Instructions for the task.
The records below must be output exactly, without pictures.

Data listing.
—————

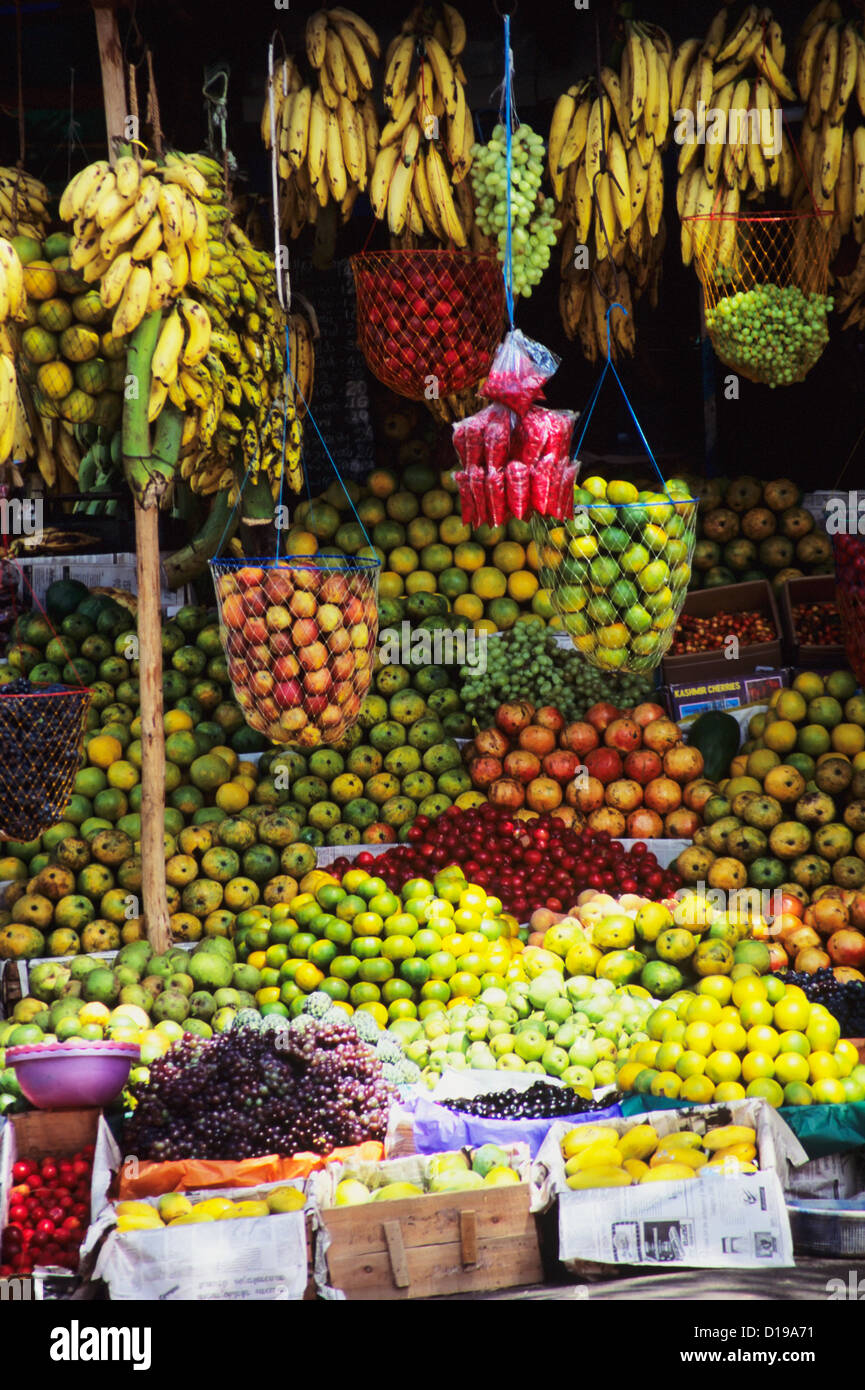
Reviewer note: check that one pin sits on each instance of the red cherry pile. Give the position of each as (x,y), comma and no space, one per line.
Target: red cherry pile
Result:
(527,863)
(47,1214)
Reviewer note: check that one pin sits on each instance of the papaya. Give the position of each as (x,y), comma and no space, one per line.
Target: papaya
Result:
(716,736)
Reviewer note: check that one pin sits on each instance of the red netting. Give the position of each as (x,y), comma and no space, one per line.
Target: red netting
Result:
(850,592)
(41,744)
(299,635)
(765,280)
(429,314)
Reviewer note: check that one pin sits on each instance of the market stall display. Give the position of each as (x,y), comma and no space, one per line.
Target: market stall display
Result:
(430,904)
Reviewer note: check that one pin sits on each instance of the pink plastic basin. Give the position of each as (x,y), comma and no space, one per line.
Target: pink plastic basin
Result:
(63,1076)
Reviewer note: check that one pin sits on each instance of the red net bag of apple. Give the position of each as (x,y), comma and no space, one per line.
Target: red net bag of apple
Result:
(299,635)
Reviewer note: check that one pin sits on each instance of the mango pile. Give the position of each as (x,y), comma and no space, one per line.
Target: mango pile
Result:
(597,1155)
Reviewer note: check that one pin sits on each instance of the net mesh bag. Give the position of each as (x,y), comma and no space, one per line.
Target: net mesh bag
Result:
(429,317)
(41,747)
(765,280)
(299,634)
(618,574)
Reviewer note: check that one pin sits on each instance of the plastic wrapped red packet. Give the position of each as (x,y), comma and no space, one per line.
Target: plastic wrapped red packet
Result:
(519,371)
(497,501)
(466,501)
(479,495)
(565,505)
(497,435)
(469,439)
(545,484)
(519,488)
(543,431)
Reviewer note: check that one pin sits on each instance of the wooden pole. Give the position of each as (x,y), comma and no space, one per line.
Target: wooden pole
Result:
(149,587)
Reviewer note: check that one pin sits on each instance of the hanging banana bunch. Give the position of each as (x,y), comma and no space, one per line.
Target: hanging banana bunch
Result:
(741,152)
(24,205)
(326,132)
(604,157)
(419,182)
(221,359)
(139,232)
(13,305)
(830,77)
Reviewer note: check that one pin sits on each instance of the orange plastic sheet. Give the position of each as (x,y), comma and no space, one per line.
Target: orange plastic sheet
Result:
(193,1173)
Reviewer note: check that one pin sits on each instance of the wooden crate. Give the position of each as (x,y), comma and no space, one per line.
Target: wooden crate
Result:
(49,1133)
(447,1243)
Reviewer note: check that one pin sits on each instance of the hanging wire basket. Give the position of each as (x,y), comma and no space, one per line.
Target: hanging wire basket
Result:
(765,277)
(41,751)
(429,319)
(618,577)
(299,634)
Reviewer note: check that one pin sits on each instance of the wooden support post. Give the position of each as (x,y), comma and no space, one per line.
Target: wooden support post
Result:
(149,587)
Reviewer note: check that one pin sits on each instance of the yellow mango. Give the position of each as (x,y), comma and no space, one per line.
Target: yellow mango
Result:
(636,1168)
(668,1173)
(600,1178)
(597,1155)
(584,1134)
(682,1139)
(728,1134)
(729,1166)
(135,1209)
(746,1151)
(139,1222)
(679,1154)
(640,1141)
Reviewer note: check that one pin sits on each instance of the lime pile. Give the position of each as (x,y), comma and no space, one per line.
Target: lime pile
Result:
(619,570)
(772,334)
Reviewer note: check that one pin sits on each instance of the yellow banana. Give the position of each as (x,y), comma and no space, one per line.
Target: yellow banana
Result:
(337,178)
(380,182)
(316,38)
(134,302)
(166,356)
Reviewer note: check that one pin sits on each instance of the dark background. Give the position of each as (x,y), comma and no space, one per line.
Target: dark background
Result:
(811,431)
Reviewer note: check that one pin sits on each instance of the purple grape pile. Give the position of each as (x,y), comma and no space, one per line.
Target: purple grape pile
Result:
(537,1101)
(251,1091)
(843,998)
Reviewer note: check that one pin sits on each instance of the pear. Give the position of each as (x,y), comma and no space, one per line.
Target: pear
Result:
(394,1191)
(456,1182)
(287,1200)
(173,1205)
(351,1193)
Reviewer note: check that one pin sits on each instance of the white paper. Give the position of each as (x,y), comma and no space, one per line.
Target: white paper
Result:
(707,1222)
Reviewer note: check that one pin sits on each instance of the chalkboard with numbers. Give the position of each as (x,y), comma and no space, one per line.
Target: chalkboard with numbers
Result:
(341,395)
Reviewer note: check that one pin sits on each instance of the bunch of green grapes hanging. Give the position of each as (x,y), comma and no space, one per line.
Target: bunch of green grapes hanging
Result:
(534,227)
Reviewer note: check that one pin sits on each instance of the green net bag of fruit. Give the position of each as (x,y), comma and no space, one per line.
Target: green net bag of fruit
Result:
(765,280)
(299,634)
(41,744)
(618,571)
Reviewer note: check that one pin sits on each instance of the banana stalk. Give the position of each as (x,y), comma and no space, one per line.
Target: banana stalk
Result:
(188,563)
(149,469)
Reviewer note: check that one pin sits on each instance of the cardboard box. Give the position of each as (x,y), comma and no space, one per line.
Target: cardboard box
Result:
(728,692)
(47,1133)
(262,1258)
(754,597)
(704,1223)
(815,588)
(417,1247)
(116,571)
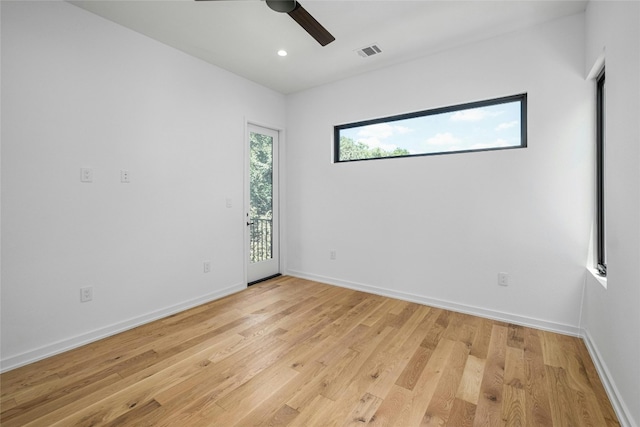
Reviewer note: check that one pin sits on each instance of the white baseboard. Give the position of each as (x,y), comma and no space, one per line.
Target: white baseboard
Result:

—————

Result.
Reviewer note: check that one pin sits on each instance of the red cherry pile. Give the position of each as (x,y), comma and no space, one per line.
Target: red cherry pile
Result:
(527,863)
(47,1214)
Reviewer note: check that one pin sits on each instance of the papaya. Give the position of each as (x,y), comma and no space, one per line.
Target: papaya
Result:
(716,736)
Reviewer note: check that one pin sits on each instance of the red netting. Give the position of each as (x,y), comma and no space, one per line.
Target: red netting
Result:
(850,592)
(41,744)
(299,635)
(765,280)
(429,314)
Reviewer note: check that one pin sits on each instance of the market stall display. Give the position of each as (x,y), comma and no space, one per line.
Target: market stall display
Result:
(430,904)
Reviewer note: check that one pin sits on each instance of the pink plastic basin. Give the position of each as (x,y), comma and no space, one per line.
Target: pink plastic basin
Result:
(63,1076)
Reviewer note: check that one pin sits on each instance of the red net bag of apple. Give the position of each as (x,y), comma and no space, one per line.
Target: red net bag of apple
Result:
(299,635)
Reviewer note: check that one pin sits on each instance of the mango pile. Give the position of each as (x,y), comma and no space, one per line.
Target: mango pile
Result:
(597,1155)
Reviewer note: check that one pin sits on each instance of the net mesh bag. Give the position of each as (x,y), comma and no space, one per line.
Target: net mesh bag
Result:
(429,317)
(41,747)
(765,280)
(299,634)
(618,574)
Reviewer note: check that one pin sits on each instance of the plastic wrapped red packet. Give the position of each as (x,y), comma and no space, one per line.
Target: plastic wrapped red packet
Result:
(519,371)
(497,501)
(466,501)
(479,495)
(565,505)
(497,435)
(469,439)
(545,484)
(519,488)
(543,431)
Reviewer note: check that one pin sits on each instance of the wooden pole. Give the position of each as (x,y), comma and no space, one per line.
Target: wooden pole
Result:
(149,587)
Reviewer note: check that one pin sits on each instance of the hanging banana bunch. Give the position of each as (x,y), comma and no space, one per line.
Target: hanging banana bunch
Result:
(741,152)
(24,205)
(326,132)
(604,157)
(419,182)
(221,359)
(139,232)
(13,305)
(830,77)
Reviewer note: check that one pin sits on each instance of the orange plastic sheet. Give the position of each as (x,y), comma and no space, one per line.
Target: orange plastic sheet
Result:
(193,1173)
Reviewer note: check that one pin sits on each instance of the wooden crate. Give the position of each as (x,y), comma and no space, one per line.
Target: wooden crate
Result:
(49,1133)
(447,1243)
Reviewer note: check that one pin sits on each instance of the hanging wire basket. Give the position of each as (x,y), comma and no space, one per line.
Target: hanging wire basket
Result:
(765,277)
(41,751)
(429,319)
(618,577)
(299,634)
Reviewer note: check that one pin sits on each instance of the wooden support post. Give the position of each as (x,y), comma and no space, one per line.
Target: wooden support post
Result:
(149,587)
Reviewer note: check that one pin sits on each instance of the yellow mango. Give the position of each as (x,y), comma and no space, one per line.
Target: yellow mango
Result:
(636,1168)
(668,1173)
(600,1178)
(597,1155)
(584,1134)
(682,1139)
(728,1134)
(729,1166)
(135,1209)
(746,1151)
(139,1222)
(679,1154)
(640,1141)
Reviewer note: check that one pin sits on each instance of the lime pile. Give the position of each as (x,y), comma and no space, one per line.
Target: lime pile
Result:
(619,570)
(772,334)
Reviewer note: check that one pin sits on each instance of the yellow banana. Give the position of each as (x,y), comma and no space, one per line.
Target: yellow banana
Result:
(337,178)
(380,182)
(316,38)
(134,302)
(166,356)
Reviewer note: check that one pin sits on each instance of the dark background. Give the position of each as (x,y), comma and no space, one per line.
Target: dark background
Result:
(811,431)
Reviewer note: check that one pin sits on each instance of the purple grape pile. Give the position of each as (x,y), comma and no space, one per line.
Target: purple grape pile
Result:
(537,1101)
(251,1091)
(843,998)
Reviewer note: check that one pin sits on each instance of the pear. Give the position of each as (x,y), comma and no space, one per line.
Target: pear
Result:
(394,1191)
(456,1182)
(287,1200)
(173,1205)
(351,1193)
Reviewer note: check that one pin sits on each instance of the white paper. Give the position of each as (x,y), comma and no space, one per line.
Target: white paper
Result:
(707,1222)
Reviewer note: check that one pin sits on each instance of the chalkboard with numbers. Give the position of each as (x,y), comma and no space, one per line.
Target: chalkboard with numbers
Result:
(341,395)
Reviewer note: check that one pin sits on each instance of the bunch of green grapes hanging. Give the position of each as (x,y), comma and no space, one per line.
Target: bunch of green grapes hanging
Result:
(534,227)
Reviewer note: check that one pin sits on each instance of the green net bag of fruit. Give the position of each as (x,y), comma and no space, one per line.
Target: green net bag of fruit
Result:
(765,280)
(299,634)
(41,744)
(618,571)
Reviewer note: check that one pin sits on each instance of the banana stalk. Give the position of each as (x,y), comma and no space, one per line.
Target: banana stalk
Result:
(188,563)
(149,469)
Reviewer note: check that one pin sits on each instance of the cardboard box. Give the position of each as (x,y), comma and no space, one per line.
Target: cardboard box
Result:
(728,692)
(47,1133)
(262,1258)
(754,597)
(704,1223)
(815,588)
(417,1247)
(116,571)
Reviewer note: check that one pin sits on each instance of the white baseboard. Give the position of each as (x,y), comma and no space, one per line.
Target: white baseboard
Result:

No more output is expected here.